═════ Text passage

But for same problem you apply k-medoids wherein you choose your k-centroids/medoids from your dataset itself. lets say you choose x_5 point from your dataset as first medoid. From this your interpretability will increase beacuse now you have the review itself which is termed as medoid/centroid. So in k-medoids you choose the centroids from your dataset itself.
This is the foremost motivation of introducing k-mediods
Coming to the metrics part you can apply all the metrics that you apply for k-means
Hope this helps.
Why would we use k-medoids instead of k-means in case of (squared) Euclidean distance?
1. Technical justification
In case of relatively small data sets (as k-medoids complexity is greater) - to obtain a clustering more robust to noise and outliers.
Example 2D data showing that:
The graph on the left shows clusters obtained with K-medoids (sklearn_extra.cluster.KMedoids method in Python with default options) and the one on the right with K-means for K=2. Blue crosses are cluster centers.
The Python code used to generate green points:
import numpy as np
import matplotlib.pyplot as plt
rng = np.random.default_rng(seed=32)
a = rng.random((6,2))*2.35 - 3*np.ones((6,2))
b = rng.random((50,2))*0.25 - 2*np.ones((50,2))

══════════
═════ Information supplied

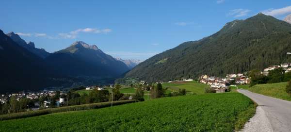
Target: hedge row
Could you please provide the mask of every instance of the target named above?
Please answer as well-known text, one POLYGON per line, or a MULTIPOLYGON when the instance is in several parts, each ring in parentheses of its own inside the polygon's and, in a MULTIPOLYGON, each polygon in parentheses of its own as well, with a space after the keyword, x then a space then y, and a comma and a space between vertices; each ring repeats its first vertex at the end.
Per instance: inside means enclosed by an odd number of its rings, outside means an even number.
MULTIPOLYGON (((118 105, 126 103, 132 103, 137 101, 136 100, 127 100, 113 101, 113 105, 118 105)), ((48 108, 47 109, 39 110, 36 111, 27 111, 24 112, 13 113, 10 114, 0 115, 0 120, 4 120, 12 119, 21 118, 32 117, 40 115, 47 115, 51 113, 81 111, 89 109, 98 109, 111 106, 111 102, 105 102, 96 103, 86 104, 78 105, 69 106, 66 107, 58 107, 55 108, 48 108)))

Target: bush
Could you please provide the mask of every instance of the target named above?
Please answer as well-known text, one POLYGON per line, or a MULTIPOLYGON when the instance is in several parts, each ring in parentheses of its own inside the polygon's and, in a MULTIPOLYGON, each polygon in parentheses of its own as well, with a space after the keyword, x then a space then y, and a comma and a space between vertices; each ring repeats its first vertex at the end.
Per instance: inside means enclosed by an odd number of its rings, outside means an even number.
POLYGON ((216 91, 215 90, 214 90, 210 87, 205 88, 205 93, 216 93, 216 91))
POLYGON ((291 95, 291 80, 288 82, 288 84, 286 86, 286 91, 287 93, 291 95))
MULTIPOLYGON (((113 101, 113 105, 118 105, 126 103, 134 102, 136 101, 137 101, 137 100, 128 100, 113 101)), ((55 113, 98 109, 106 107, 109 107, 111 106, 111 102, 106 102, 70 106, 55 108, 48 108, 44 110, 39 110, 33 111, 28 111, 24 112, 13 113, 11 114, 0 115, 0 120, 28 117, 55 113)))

══════════
═════ Information supplied

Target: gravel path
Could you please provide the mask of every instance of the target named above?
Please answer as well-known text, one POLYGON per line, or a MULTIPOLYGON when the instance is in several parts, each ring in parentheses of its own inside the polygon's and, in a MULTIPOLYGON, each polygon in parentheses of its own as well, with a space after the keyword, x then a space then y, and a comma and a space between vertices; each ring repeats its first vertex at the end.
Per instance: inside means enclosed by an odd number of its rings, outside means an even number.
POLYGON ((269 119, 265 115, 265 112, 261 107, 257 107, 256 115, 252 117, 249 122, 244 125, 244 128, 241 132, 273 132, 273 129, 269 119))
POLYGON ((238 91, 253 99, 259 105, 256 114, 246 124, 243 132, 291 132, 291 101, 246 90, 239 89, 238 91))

══════════

→ What the task requires
Answer these questions using the text on k-medoids.
1. Which point from the dataset is picked as the first medoid?
2. Which method produced the K-medoids clusters shown in the left graph?
3. What seed value is given to the random number generator in the code?

→ Response to the exercise
1. x_5
2. sklearn_extra.cluster.KMedoids in Python, with default options
3. 32